**EXTRACT**
Has, then, the Bible proved itself a failure? and are there those who have fairly and honestly brought it to the test of experiment,
who are convinced that it is not of God? Or has it proved itself true to the better; and are not all those who "have obeyed
the heart that form of doctrine" which it delivers, most thoroughly assured that God is its Author, because the revelations it makes fall in with their own experience? This is the question we propose to discuss; and it is simply a question of fact. We have nothing to do just now with the bearing of this fact upon our argument, but simply with the fact itself.
There are those who do not obey the truth revealed in the Bible, and who, for this reason alone, have not this inward evidence that it is the word of God. How should they have it? And there are those who, while they are free to acknowledge their defects, do in some good measure obey it. They are the friends of truth and righteousness. They fear God, and love his Son. They respect his institutions, venerate his law, and make it the great object of their lives so to live as to enjoy his approbation. They are men of prayer, because they are sensible of their dependence on God, and their obligations to him; they are godly men, and men who are habitually influenced more by unseen and eternal realities, than by the things that are seen and temporal. We affirm that this class of men are conscious of an inward and moral sympathy with the disclosures made in the sacred volume, and that their own personal experience falls in with these disclosures.
1. The great truths of the Bible are fitted to exert an influence on the internal emotions; they are weighty and important enough to do so and
they do actually produce a response in the bosom of every right-hearted man.
If you hold up to him a different delineation of the Divine character from that which is presented in the Scriptures, his mind instinctively revolts from it. His hope, his refuge, his portion, the God he loves and rejoices in, is the God of the Bible. The most subtil errorist cannot decoy the friends of God by any artful, or distorted views of the Divine character, Detract from his full-orbed excellence, or obscure its amiableness and glory by any additions of man's devising, and they instantly take the alarm. What the Bible affirms of God, their own hearts affirm: the moral sympathy is complete. Give them his presence and favor, and you cannot make them miserable: deny them these, and you cannot make them happy.
They have the same inward sympathy with the Scriptures in the views they exhibit concerning the sinful character and lost
condition of man. Severe as the imputations are which the Bible records against men as sinners, and though they are imputations
which no man naturally submits to, and which, if untrue, prove this book to be a false accuser; yet do good men uniformly
acquiesce in them, while the best of men have the strongest convictions of their truth. Their own daily confessions are the
echo of these humbling statements; while the longer they live, the more do they discover sources of wickedness in themselves,
which lead them to wonder how their own character could have been described
in the Bible with so much precision. They are surprised to find how intimate an acquaintance it discovers with their own heart; how it turns it inside out, and ferrets out its inmost recesses.
The same inward sympathy is also felt with the representations which the Bible gives of the way of salvation by Christ. There
is no truth which pious men have more honestly put to the test of experience than this. They have tried other remedies, and
found no relief either from the curse of the law, or the dominion of sin. They have been driven from every other refuge, and
have found in the Lamb of God alone the refuge they were looking for. The Bible tells them of One whose "blood cleanseth from
sin," and through whom there is "peace with God;" and they have found it so, in the possession of peace which is as a river,
and joys that are like the waves of the sea. The view which a Christian has of the method of salvation by Christ, is entirely
different from that of the man whose head only is orthodox. He loves it; he confides in it; it is a view which he takes for
himself and for his own soul. It is to him just what the Bible represents it to be; it is "precious;" there is a glory, and
majesty, and beauty in it; a fitness and all-sufficiency in it, that mark it as the salvation he needs. It is his home; he
cannot live without it. Take it from him, and you crush his hopes: you make him miserable. Whatever may be his powers of intellect,
whatever his situation in life, the man who receives this redemption and lives upon it, has
something within him that is the counterpart of this blessed Gospel.

**DATA**
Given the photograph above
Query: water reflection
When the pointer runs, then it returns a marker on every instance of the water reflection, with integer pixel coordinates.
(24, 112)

**AIM**
Write what comes next in the essay on the Bible and the inner experience of godly people, starting after its last sentence.

**EXERCISE OUTPUT**
The same sympathy is also experienced with that great truth so much insisted on in the Scriptures, the regeneration of the soul by the Spirit of God. Good men have had a personal experience of the necessity of this change; and they are not un-frequently as conscious of the change itself, as they were of those sinful principles and affections which existed within them before the change took place. They have affections and principles of conduct to which they were once strangers, and which are altogether unlike those which belong to a mere speculative view of this truth. Men who have had the Gospel preached to them for years, and who, as a matter of mere rational inquiry, understood this truth none the better for having heard it so often, have now clear views of it, and views as different from what they once had as light is from darkness.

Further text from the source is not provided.